Prompt:
Among the entries below, find every line that contains the string "banner", then copy it.

Data extracts:
▽
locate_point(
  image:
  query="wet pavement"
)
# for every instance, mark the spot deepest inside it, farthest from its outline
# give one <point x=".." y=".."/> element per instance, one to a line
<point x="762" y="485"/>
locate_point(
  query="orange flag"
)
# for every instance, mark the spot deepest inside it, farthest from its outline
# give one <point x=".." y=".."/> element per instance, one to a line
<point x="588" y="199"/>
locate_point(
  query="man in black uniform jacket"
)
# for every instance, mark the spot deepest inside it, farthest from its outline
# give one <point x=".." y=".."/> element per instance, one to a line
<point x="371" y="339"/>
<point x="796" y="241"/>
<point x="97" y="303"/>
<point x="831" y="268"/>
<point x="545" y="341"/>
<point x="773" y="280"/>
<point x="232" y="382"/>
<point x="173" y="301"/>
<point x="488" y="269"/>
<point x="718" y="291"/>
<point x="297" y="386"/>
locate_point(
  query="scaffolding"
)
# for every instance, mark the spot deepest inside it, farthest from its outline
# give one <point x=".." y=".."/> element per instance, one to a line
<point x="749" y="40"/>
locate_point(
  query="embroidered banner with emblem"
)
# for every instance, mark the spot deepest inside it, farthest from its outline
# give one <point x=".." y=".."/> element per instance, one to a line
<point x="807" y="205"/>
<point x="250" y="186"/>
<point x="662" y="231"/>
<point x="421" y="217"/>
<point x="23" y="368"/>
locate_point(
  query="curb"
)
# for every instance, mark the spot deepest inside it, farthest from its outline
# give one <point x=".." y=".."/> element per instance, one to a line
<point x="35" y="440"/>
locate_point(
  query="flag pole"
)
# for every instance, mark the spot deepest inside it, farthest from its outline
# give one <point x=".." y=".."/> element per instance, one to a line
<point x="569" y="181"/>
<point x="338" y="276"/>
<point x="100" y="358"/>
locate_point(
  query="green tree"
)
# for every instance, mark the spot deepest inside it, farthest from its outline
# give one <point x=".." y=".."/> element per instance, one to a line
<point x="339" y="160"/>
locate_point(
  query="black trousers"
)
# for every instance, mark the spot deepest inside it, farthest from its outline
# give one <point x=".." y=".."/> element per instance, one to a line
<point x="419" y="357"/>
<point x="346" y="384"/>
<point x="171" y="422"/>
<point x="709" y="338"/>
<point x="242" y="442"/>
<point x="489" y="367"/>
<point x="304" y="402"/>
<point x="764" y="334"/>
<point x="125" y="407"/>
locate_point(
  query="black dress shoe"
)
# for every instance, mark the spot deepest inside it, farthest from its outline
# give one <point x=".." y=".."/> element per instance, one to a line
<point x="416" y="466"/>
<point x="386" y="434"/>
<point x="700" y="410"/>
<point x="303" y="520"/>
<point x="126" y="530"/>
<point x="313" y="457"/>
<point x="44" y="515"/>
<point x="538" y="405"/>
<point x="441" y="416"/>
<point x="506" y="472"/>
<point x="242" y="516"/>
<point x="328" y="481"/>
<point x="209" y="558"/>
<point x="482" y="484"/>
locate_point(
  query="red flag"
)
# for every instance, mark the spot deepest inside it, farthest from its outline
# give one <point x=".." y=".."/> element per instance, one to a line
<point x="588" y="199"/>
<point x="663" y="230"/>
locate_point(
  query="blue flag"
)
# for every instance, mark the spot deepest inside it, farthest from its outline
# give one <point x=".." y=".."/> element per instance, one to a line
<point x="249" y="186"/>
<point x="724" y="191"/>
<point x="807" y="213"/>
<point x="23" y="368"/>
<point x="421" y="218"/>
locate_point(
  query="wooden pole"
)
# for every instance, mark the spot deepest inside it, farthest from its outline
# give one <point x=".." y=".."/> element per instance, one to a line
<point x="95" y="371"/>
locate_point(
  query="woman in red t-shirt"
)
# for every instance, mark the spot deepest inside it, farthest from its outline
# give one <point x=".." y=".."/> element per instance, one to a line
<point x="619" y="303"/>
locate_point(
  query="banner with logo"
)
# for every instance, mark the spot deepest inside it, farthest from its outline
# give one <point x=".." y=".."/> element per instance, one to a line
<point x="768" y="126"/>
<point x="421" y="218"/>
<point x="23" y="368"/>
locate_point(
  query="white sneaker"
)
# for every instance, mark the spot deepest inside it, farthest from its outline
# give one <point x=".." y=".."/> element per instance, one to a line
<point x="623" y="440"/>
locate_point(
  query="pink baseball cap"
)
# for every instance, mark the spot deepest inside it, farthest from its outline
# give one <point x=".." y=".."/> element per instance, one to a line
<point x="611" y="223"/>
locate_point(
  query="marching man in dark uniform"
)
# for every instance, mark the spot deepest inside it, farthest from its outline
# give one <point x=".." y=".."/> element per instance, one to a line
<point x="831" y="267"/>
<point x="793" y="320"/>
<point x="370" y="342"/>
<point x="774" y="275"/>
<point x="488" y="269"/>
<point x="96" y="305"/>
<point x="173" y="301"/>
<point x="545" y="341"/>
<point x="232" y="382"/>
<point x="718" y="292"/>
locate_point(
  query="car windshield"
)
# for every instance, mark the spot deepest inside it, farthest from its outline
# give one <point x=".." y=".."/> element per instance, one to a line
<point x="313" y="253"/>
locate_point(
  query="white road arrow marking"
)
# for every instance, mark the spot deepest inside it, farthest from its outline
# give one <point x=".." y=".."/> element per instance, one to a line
△
Answer to this problem:
  query="embroidered banner with emblem"
  query="banner with logo"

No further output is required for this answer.